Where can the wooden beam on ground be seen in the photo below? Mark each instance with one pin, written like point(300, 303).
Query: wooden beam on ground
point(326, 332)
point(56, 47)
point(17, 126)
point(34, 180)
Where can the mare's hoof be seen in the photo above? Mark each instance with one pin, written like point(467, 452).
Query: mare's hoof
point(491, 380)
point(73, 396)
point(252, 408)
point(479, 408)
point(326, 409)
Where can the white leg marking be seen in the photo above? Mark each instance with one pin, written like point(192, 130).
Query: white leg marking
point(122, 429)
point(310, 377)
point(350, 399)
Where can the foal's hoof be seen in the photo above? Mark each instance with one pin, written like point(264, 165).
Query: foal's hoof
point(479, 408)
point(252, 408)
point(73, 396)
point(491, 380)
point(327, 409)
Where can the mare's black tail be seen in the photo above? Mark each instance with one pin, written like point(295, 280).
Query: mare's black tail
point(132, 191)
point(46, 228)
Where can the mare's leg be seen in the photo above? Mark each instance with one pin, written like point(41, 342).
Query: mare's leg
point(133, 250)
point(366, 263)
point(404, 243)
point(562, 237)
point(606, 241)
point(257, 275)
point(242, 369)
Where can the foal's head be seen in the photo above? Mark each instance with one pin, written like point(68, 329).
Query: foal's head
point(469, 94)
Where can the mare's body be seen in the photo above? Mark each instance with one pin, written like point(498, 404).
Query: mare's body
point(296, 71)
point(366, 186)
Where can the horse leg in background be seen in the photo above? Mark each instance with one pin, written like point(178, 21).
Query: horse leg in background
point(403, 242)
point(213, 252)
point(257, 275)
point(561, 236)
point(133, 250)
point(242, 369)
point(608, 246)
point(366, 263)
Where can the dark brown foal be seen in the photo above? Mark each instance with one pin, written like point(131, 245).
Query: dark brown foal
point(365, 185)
• • • •
▶ [WORK REQUIRED] Put every one of the lines above into a Markdown table with the columns Number and Line, numbering them in order and skipping any blank lines.

▶ [TASK RESPONSE]
| Number | Line |
|---|---|
| 1 | Where can the wooden beam on ground be seen in the photo below? Mark each instance with one pin, written like point(300, 303). |
| 2 | Query: wooden beam on ground |
| 3 | point(326, 332) |
| 4 | point(56, 47) |
| 5 | point(17, 126) |
| 6 | point(34, 180) |
| 7 | Where can the mare's hoof be seen in the photo above? Mark each instance with one pin, written like point(467, 452). |
| 8 | Query: mare's hoof |
| 9 | point(491, 380) |
| 10 | point(73, 396) |
| 11 | point(252, 408) |
| 12 | point(479, 408) |
| 13 | point(326, 409) |
| 14 | Where can the white leg marking be seen in the photo above? Mark each instance with one pin, written like point(192, 130). |
| 15 | Query: white leg marking |
| 16 | point(122, 429) |
| 17 | point(310, 377) |
| 18 | point(350, 399) |
| 19 | Where can the foal's hoof be seen in the photo above? Mark each instance with one pin, written like point(264, 165). |
| 20 | Query: foal's hoof |
| 21 | point(479, 408) |
| 22 | point(252, 408) |
| 23 | point(73, 396) |
| 24 | point(491, 380) |
| 25 | point(327, 409) |
| 26 | Where can the mare's black tail be seen in the photo above? Mark each instance with one pin, written like point(295, 280). |
| 27 | Query: mare's black tail |
| 28 | point(132, 191) |
| 29 | point(46, 228) |
| 30 | Where can the mare's leg be seen in the photo above? Mark each instance with one pin, written like point(41, 342). |
| 31 | Query: mare's leg |
| 32 | point(133, 250) |
| 33 | point(366, 263) |
| 34 | point(404, 243) |
| 35 | point(562, 237) |
| 36 | point(606, 241) |
| 37 | point(257, 275) |
| 38 | point(242, 369) |
| 39 | Where can the foal's head be seen in the photo above? Mark each instance with one pin, written like point(68, 329). |
| 40 | Query: foal's head |
| 41 | point(469, 94) |
| 42 | Where can the mare's body be seen in the photo above? Mark each instance with one pin, written like point(498, 404). |
| 43 | Query: mare's body |
| 44 | point(296, 71) |
| 45 | point(366, 186) |
| 46 | Where can the horse leg in background be seen in the photo above? Mark each instance with one pin, written like point(178, 21). |
| 47 | Query: horse leg in background |
| 48 | point(403, 242) |
| 49 | point(213, 252) |
| 50 | point(257, 275) |
| 51 | point(561, 236) |
| 52 | point(133, 250) |
| 53 | point(242, 369) |
| 54 | point(608, 246) |
| 55 | point(366, 263) |
| 56 | Where can the dark brown foal be seen in the photo above? Mark each instance with one pin, written like point(131, 245). |
| 57 | Query: dark brown foal |
| 58 | point(365, 185) |